### Tasks to carry out
a – From the Linux movable memory text, quote word for word the stretch from "The Linux Memory" through "applications.".
b – According to the Linux movable memory text, what zone was introduced to manage "movablecore" memory?
c – Carry on writing the Linux movable memory text from the point where it stops.

-- Reading text start --

The Linux Memory Management system (MM) has long supported the
concept of movable memory. It takes advantage of address
abstraction to allow the data held in physical memory to be
moved to a different physical address or other form of storage
without the user of the abstracted (i.e. virtual) address
needing to be aware. This is generally the foundation of user
space memory and the basic service the kernel provides to
applications.

On the other hand, the kernel itself is generally not tolerant
of the movement of data that it accesses so most of its usage is
unmovable memory. It may be useful to understand that this
terminology is relative to the kernel's perspective and that
what the kernel considers unmovable memory may in fact be moved
by a hypervisor that hosts the kernel, but an additional address
abstraction must exist to keep the kernel unaware of such
movement.

The MM supports the conversion of free memory between MOVABLE
and UNMOVABLE (and other) migration types to allow better
sharing of memory resources. More recently, the MM introduced
"movablecore" memory that should never be made UNMOVABLE. As an
implementation detail "movablecore" memory introduced the
ZONE_MOVABLE zone to manage this type of memory and significant
progress has been made to ensure the movability of memory in
this zone with the few exceptions now documented in
include/linux/mmzone.h.

"Movablecore" memory can support multiple use cases including
dynamic allocation of hugetlbfs pages, but an imbalance of
"movablecore" memory and kernel memory can lead to serious
consequences for kernel operation which is why the kernel
parameter includes the warning "the administrator must be
careful that the amount of memory usable for all allocations is
not too small."

Designated Movable Blocks represent a generic extension of the
"movablecore" concept to allow specific blocks of memory to be
designated part of the "movablecore" to provide support for
additional use cases. For example, it could have been/could
still be used to support hot unplugging of memory. A very
similar concept was proposed in [1] for that purpose, and
revised in [2], but ultimately a more use case specific
implementation of the movable_node parameter was accepted. That
implementation is dependent on NUMA, ACPI, and SRAT tables which
narrow its usefullness. Designated Movable Blocks allow for the
same type of discontiguous and non-monotonic configuration of
ZONE_MOVABLE for systems whether or not they support NUMA, ACPI,
or SRAT tables. Specifically this feature is desired by users of
the arm64 Android GKI common kernel on Broadcom SoCs where NUMA
is not available. These patches make minimal additions to
existing code to offer a controllable "movablecore" feature to
those systems.

Like all "movablecore" memory there are no Designated Movable
Blocks created by default. They are only created when specified
and the warning on the "movablecore" kernel parameter remains
just as relevant.

The key feature of "movablecore" memory is that any allocations
of the memory by the kernel page allocator must be movable and
this has the follow-on effect that GFP_MOVABLE allocation
requests look to "movablecore" memory first. This prioritizes
the use of "movablecore" memory by user processes though the
kernel can conceivably use the memory as long as movability can
be preserved.

-- Reading text end --
-- Record list start --

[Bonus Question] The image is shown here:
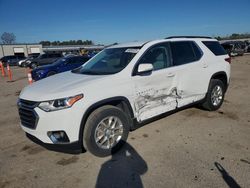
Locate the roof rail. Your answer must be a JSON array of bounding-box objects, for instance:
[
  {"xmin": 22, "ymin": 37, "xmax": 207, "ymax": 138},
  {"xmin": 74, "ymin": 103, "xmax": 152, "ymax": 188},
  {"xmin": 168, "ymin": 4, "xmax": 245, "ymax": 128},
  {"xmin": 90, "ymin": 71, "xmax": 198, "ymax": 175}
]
[{"xmin": 165, "ymin": 36, "xmax": 212, "ymax": 39}]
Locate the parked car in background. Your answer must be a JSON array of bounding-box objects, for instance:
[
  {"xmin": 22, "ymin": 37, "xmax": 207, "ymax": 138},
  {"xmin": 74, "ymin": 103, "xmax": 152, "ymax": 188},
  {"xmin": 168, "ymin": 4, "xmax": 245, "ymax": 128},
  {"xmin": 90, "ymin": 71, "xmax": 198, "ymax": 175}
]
[
  {"xmin": 17, "ymin": 54, "xmax": 40, "ymax": 67},
  {"xmin": 221, "ymin": 41, "xmax": 245, "ymax": 56},
  {"xmin": 0, "ymin": 55, "xmax": 26, "ymax": 66},
  {"xmin": 31, "ymin": 55, "xmax": 90, "ymax": 81},
  {"xmin": 245, "ymin": 40, "xmax": 250, "ymax": 52},
  {"xmin": 27, "ymin": 53, "xmax": 63, "ymax": 69}
]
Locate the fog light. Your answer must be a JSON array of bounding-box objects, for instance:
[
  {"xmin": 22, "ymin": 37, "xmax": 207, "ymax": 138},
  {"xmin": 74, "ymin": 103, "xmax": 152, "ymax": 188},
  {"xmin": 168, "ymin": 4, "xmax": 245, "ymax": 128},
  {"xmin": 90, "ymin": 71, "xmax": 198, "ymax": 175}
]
[{"xmin": 48, "ymin": 131, "xmax": 69, "ymax": 144}]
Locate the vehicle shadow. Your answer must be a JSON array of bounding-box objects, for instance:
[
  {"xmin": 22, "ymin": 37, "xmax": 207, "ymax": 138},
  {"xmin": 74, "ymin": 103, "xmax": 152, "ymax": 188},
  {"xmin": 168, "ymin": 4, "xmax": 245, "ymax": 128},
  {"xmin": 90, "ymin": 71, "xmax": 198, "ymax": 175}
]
[
  {"xmin": 214, "ymin": 162, "xmax": 240, "ymax": 188},
  {"xmin": 96, "ymin": 143, "xmax": 148, "ymax": 188}
]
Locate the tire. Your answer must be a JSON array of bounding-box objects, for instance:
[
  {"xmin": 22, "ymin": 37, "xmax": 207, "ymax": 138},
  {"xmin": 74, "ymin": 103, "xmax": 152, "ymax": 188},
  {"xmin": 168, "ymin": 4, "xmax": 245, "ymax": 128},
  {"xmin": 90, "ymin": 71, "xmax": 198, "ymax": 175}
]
[
  {"xmin": 202, "ymin": 79, "xmax": 225, "ymax": 111},
  {"xmin": 29, "ymin": 63, "xmax": 37, "ymax": 69},
  {"xmin": 47, "ymin": 71, "xmax": 56, "ymax": 77},
  {"xmin": 83, "ymin": 105, "xmax": 129, "ymax": 157}
]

-- Record list end --

### Answer set
a –
The Linux Memory Management system (MM) has long supported the
concept of movable memory. It takes advantage of address
abstraction to allow the data held in physical memory to be
moved to a different physical address or other form of storage
without the user of the abstracted (i.e. virtual) address
needing to be aware. This is generally the foundation of user
space memory and the basic service the kernel provides to
applications.

b – ZONE_MOVABLE

c –
One use case of interest to customers of Broadcom SoCs with
multiple memory controllers is for improved memory bandwidth
utilization for multi-threaded user space dominant workloads.
Designated Movable Blocks can be located on each memory
controller and the page_alloc.shuffle=1 kernel parameter can be
applied to provide a simplistic software-based memory channel
interleaving of accesses from user space across the multiple
memory controllers. Experiments using this approach with a dummy
workload [3] on a BCM7278 dual memory controller system with 1GB
of RAM on each controller (i.e. 2GB total RAM) and using the
kernel parameters "movablecore=300M@0x60000000,300M@0x320000000
page_alloc.shuffle=1" showed a more than 20% performance
improvement over a system without this feature using either
"movablecore=600M" or no "movablecore" kernel parameter.

Another use case of interest is to add broader support for the
"reusable" parameter for reserved-memory device tree nodes. The
Designated Movable Block extension of movablecore would allow
designation of the location as well as ownership of the block.
A device driver that owns a reusable reserved-memory would own
the underlying portion of a Designated Movable Block and could
reclaim memory from the OS for use exclusively by the device on
demand in a manner similar to memory hot unplugging. The
existing alloc/free_contig_range functions could be used to
support this or a different API could be developed. This use
case is mentioned for consideration, but an implementation is
not part of this submission.

There have also been efforts to reduce the amounts of memory
CMA holds in reserve (e.g. [4]). Adding the ability to place a
CMA pool in a Designated Movable Block could offer an option to
improve memory utilization when increased allocation latency can
be tolerated, but again such an implementation is not part of
this submission.

Changes in v4:
  - rewrote the cover letter in an attempt to provide clarity
    and encourage review.
  - rebased to akpm-mm/master (i.e. Linux 6.3-rc1).

Changes in v3:
  - removed OTHER OPPORTUNITIES and NOTES from the cover letter.
  - prevent the creation of empty zones instead of adding extra
    info to zoneinfo.
  - size the ZONE_MOVABLE span to the minimum necessary to cover
    pages within the zone to be more intuitive.
  - removed "real" from variable names that were consolidated.
  - rebased to akpm-mm/master (i.e. Linux 6.1-rc1).

Changes in v2:
  - first three commits upstreamed separately.
  - commits 04-06 submitted separately.
  - Corrected errors "Reported-by: kernel test robot <lkp@intel.com>"
  - Deferred commits after 15 to simplify review of the base
    functionality.
  - minor reorganization of commit 13.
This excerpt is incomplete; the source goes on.